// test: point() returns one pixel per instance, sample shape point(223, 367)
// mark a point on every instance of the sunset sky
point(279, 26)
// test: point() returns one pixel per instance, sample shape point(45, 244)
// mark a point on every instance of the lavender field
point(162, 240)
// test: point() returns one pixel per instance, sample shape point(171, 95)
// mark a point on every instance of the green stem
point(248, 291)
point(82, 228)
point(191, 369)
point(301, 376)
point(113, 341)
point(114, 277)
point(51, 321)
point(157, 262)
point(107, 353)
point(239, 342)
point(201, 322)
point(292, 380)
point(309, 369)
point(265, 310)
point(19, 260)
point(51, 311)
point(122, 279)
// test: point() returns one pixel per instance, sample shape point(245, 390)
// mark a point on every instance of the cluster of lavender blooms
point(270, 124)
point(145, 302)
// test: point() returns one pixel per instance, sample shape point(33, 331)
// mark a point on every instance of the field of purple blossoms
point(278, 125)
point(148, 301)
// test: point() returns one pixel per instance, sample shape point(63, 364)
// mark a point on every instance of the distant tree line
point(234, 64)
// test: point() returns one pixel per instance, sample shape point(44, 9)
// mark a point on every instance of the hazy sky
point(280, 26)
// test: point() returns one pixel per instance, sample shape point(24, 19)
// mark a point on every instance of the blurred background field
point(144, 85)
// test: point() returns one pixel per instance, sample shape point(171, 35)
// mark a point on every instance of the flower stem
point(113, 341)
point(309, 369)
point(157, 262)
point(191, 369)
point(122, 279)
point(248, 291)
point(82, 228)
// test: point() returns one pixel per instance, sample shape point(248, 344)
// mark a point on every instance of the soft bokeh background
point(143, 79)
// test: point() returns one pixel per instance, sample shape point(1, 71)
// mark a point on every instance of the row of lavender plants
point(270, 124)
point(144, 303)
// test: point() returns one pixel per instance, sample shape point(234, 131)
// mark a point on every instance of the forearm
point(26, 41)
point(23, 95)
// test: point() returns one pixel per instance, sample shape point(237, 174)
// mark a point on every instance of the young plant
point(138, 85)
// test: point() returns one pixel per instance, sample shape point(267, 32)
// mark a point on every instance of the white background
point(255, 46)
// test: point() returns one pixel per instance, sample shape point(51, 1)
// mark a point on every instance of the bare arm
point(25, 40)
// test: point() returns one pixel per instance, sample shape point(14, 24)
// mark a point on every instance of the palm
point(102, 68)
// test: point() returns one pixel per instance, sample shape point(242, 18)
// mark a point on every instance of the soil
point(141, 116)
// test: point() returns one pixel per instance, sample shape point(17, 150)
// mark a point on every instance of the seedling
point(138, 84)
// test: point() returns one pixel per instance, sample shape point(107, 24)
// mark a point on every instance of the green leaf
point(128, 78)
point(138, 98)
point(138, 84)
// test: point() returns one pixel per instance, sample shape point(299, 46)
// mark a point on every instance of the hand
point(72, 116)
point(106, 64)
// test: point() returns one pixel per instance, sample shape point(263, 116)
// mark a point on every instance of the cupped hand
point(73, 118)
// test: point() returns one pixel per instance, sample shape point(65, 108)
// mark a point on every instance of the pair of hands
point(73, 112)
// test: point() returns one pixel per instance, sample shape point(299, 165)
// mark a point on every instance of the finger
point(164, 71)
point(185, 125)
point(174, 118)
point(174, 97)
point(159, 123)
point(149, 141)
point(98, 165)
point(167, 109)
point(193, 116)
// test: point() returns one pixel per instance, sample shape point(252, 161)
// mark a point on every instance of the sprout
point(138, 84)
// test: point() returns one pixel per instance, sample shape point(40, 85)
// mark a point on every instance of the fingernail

### TASK TO CARRY OUT
Write out every line of the items above as a JSON list of strings, one string per line, with blank lines left out.

### WRITTEN ANSWER
[
  "// test: point() returns one pixel per instance, sample shape point(223, 367)",
  "// mark a point on every instance of the sunset sky",
  "point(279, 26)",
  "// test: point() returns one pixel per instance, sample shape point(45, 244)",
  "// mark a point on every instance of the lavender field",
  "point(162, 240)",
  "// test: point() returns one pixel per instance, sample shape point(171, 95)",
  "// mark a point on every instance of the green stem",
  "point(248, 291)",
  "point(82, 228)",
  "point(191, 369)",
  "point(301, 376)",
  "point(113, 341)",
  "point(114, 277)",
  "point(51, 321)",
  "point(157, 262)",
  "point(107, 353)",
  "point(239, 342)",
  "point(201, 322)",
  "point(292, 380)",
  "point(309, 369)",
  "point(265, 310)",
  "point(19, 260)",
  "point(51, 311)",
  "point(122, 279)",
  "// test: point() returns one pixel per instance, sample shape point(245, 390)",
  "// mark a point on every instance of the cluster of lavender blooms",
  "point(270, 124)",
  "point(145, 302)",
  "// test: point() returns one pixel per instance, sample shape point(33, 331)",
  "// mark a point on every instance of the field of purple blossoms",
  "point(278, 125)",
  "point(148, 301)",
  "// test: point() returns one pixel per instance, sample shape point(63, 364)",
  "// mark a point on every instance of the distant tree line",
  "point(234, 64)",
  "// test: point() returns one pixel per instance, sample shape point(44, 9)",
  "// mark a point on every instance of the hazy sky",
  "point(280, 26)",
  "// test: point() returns one pixel per instance, sample shape point(24, 19)",
  "// mark a point on every instance of the blurred background field",
  "point(144, 85)",
  "// test: point() returns one pixel per instance, sample shape point(171, 35)",
  "// mark a point on every instance of the flower stem",
  "point(113, 341)",
  "point(309, 369)",
  "point(157, 262)",
  "point(191, 369)",
  "point(122, 279)",
  "point(248, 291)",
  "point(82, 228)",
  "// test: point() returns one pixel per instance, sample shape point(248, 344)",
  "// mark a point on every instance of the soft bokeh background",
  "point(143, 79)",
  "// test: point() returns one pixel per instance, sample shape point(1, 71)",
  "// mark a point on every instance of the row of lavender plants",
  "point(270, 124)",
  "point(144, 303)",
  "// test: point() returns one pixel per instance, sample shape point(234, 131)",
  "// mark a point on every instance of the forearm",
  "point(26, 41)",
  "point(23, 95)",
  "// test: point() returns one pixel per instance, sample shape point(237, 174)",
  "// mark a point on every instance of the young plant",
  "point(138, 85)",
  "// test: point() returns one pixel per instance, sample shape point(267, 32)",
  "// mark a point on every instance of the white background",
  "point(255, 46)",
  "// test: point() returns one pixel per instance, sample shape point(51, 1)",
  "// mark a point on every instance of the bare arm",
  "point(25, 40)",
  "// test: point() returns one pixel per instance, sample shape point(14, 24)",
  "// mark a point on every instance of the palm",
  "point(102, 68)",
  "// test: point() returns one pixel per instance, sample shape point(242, 18)",
  "// mark a point on every instance of the soil",
  "point(141, 116)",
  "// test: point() returns one pixel per instance, sample shape point(17, 150)",
  "// mark a point on every instance of the seedling",
  "point(138, 84)",
  "// test: point() returns one pixel per instance, sample shape point(107, 24)",
  "// mark a point on every instance of the green leaf",
  "point(128, 78)",
  "point(138, 98)",
  "point(138, 84)",
  "// test: point() returns one pixel per instance, sample shape point(299, 46)",
  "// mark a point on every instance of the hand",
  "point(72, 116)",
  "point(106, 64)",
  "// test: point() returns one pixel per instance, sample shape point(263, 116)",
  "// mark a point on every instance of the cupped hand",
  "point(73, 118)",
  "// test: point() returns one pixel per instance, sample shape point(65, 108)",
  "// mark a point on every instance of the pair of hands",
  "point(73, 112)",
  "// test: point() returns one pixel per instance, sample shape point(299, 165)",
  "// mark a point on every instance of the finger",
  "point(164, 71)",
  "point(185, 125)",
  "point(174, 118)",
  "point(174, 97)",
  "point(159, 123)",
  "point(149, 141)",
  "point(98, 165)",
  "point(167, 109)",
  "point(193, 116)",
  "// test: point() returns one pixel per instance, sample shape point(252, 161)",
  "// mark a point on every instance of the sprout",
  "point(138, 84)",
  "// test: point() returns one pixel per instance, sample shape point(40, 85)",
  "// mark a point on every instance of the fingernail"
]